**Input records:**
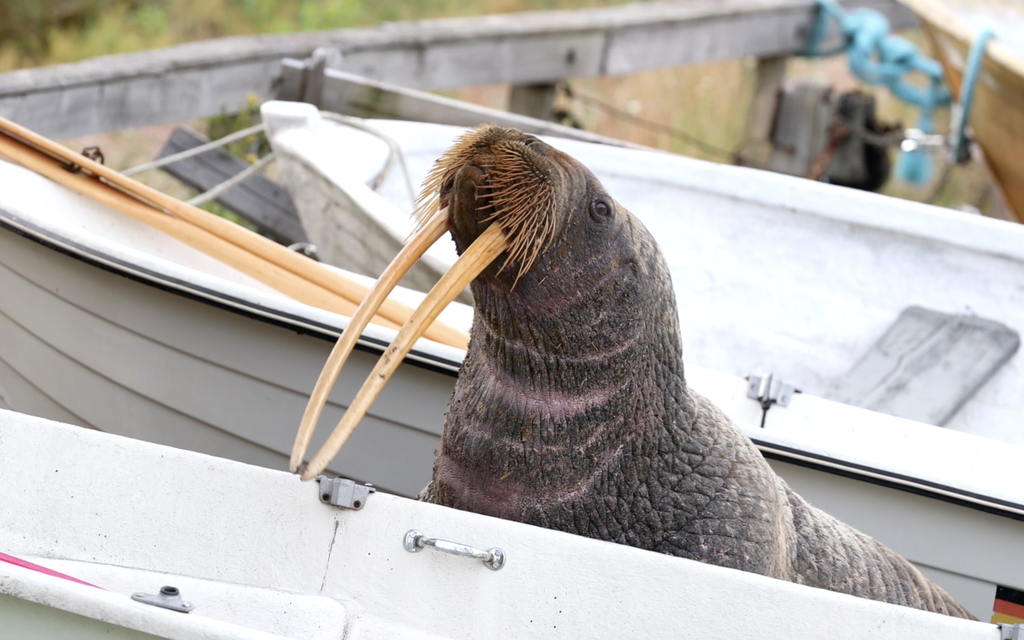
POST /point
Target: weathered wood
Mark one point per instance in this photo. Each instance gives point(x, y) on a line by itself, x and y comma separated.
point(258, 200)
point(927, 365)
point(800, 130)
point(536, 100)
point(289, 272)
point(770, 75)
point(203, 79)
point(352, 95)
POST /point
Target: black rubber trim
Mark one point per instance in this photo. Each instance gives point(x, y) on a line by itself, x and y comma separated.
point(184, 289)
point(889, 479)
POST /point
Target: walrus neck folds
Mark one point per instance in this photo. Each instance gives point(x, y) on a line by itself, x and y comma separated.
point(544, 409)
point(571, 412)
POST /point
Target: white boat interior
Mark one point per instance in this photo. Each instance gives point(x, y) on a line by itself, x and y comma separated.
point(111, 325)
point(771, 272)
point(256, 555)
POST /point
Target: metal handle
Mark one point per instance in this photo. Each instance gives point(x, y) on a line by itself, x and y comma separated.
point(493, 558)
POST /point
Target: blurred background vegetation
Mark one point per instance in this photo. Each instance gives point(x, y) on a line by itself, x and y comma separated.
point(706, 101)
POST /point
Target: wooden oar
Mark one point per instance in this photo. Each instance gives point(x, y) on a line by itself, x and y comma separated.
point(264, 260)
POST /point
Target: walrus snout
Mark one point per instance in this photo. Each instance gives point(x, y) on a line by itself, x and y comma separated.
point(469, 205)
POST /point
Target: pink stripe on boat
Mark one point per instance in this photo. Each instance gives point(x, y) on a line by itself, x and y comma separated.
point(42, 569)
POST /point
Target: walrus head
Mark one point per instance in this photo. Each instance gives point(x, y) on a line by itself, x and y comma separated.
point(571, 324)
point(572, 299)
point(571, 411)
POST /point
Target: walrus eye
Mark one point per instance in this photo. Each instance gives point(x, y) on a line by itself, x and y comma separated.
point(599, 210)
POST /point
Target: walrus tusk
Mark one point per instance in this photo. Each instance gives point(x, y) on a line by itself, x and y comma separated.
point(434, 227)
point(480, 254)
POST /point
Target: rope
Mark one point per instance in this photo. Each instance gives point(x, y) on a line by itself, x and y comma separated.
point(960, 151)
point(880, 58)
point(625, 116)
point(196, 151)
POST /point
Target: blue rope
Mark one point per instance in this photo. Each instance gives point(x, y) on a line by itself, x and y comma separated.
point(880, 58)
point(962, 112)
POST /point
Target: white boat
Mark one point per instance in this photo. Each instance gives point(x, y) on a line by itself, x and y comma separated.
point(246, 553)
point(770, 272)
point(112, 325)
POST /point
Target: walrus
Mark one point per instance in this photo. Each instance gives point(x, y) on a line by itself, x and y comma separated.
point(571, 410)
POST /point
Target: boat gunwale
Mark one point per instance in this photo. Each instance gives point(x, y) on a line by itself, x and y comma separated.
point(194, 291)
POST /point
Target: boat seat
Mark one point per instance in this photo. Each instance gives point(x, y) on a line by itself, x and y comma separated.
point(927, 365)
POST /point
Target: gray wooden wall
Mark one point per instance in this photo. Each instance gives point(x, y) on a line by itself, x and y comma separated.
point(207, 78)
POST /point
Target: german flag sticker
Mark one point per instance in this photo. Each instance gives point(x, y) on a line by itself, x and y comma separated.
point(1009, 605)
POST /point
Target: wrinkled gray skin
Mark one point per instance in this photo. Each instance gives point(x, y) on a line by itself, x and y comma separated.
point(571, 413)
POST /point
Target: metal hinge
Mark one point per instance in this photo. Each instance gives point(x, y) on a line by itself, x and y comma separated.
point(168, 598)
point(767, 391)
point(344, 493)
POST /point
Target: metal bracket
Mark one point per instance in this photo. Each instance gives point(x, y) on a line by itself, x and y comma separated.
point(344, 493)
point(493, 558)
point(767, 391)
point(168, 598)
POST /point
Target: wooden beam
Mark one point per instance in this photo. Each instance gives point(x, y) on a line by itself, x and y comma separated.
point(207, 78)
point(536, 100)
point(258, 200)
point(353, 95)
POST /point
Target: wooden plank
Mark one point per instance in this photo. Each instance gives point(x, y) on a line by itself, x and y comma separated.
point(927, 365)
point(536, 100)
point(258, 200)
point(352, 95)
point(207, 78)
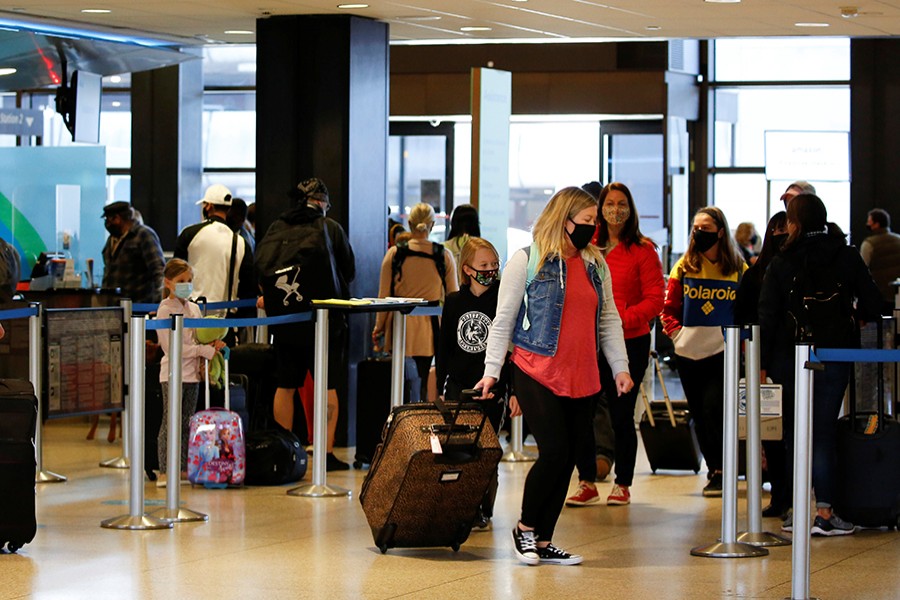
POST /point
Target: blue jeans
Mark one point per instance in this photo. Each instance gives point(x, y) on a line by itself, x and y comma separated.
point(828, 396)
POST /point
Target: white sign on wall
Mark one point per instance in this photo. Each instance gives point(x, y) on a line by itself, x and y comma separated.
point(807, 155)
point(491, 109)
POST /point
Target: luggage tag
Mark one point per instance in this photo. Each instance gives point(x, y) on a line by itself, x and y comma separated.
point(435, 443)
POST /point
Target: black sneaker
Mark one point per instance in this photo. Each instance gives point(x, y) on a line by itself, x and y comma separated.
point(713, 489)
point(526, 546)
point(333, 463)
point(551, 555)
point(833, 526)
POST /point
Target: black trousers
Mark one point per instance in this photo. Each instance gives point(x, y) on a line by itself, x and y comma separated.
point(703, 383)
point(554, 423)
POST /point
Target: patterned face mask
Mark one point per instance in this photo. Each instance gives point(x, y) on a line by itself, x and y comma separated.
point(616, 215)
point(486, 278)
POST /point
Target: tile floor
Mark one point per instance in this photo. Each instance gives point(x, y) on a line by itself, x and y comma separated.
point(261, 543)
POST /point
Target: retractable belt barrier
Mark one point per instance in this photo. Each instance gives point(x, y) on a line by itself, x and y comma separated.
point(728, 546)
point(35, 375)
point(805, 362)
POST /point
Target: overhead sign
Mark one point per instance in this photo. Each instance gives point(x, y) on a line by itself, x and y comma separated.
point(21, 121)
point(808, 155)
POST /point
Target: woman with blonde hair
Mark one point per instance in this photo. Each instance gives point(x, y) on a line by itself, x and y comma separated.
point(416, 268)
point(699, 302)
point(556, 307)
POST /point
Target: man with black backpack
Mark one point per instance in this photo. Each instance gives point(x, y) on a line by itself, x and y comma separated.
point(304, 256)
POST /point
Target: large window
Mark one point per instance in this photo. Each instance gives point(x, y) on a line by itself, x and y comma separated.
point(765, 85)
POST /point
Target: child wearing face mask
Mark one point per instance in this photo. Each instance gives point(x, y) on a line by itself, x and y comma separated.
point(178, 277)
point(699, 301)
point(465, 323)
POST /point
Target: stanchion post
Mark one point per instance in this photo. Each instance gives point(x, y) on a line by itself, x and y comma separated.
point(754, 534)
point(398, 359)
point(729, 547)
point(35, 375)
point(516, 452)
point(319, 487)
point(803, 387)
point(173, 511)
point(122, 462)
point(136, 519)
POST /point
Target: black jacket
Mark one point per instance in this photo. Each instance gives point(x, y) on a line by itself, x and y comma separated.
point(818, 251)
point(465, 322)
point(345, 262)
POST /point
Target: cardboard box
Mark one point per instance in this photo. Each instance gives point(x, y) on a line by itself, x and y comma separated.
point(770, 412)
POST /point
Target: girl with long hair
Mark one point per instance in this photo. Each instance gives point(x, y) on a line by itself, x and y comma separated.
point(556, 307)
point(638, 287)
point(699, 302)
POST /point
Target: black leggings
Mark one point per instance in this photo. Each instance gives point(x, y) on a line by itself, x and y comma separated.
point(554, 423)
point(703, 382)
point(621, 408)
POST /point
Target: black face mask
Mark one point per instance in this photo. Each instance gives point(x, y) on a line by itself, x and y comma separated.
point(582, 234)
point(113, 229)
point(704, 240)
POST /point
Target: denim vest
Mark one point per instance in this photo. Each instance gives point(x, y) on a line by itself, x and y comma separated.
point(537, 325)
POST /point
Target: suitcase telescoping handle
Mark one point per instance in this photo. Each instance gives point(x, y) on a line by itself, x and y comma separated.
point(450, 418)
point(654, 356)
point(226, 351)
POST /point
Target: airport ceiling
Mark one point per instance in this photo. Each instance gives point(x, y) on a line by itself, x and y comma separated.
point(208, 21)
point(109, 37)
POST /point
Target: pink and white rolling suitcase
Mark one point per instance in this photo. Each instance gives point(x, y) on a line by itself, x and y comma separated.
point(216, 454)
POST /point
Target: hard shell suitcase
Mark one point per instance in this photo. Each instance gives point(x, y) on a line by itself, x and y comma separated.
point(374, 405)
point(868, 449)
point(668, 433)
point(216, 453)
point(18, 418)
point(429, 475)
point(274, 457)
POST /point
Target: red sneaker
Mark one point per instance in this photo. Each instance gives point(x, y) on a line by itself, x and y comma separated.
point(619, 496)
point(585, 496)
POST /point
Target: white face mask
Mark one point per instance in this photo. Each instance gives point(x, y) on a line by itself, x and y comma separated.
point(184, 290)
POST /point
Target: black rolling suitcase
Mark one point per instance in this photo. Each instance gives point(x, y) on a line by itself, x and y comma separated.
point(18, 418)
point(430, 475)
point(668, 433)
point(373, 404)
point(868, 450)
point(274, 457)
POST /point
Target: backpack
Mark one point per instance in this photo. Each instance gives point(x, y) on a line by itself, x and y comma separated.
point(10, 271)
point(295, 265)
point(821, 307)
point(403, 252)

**Your instructions:** For every line of the records above that holds the word "rolling", count one, and state the total only.

**Result of the exercise:** 2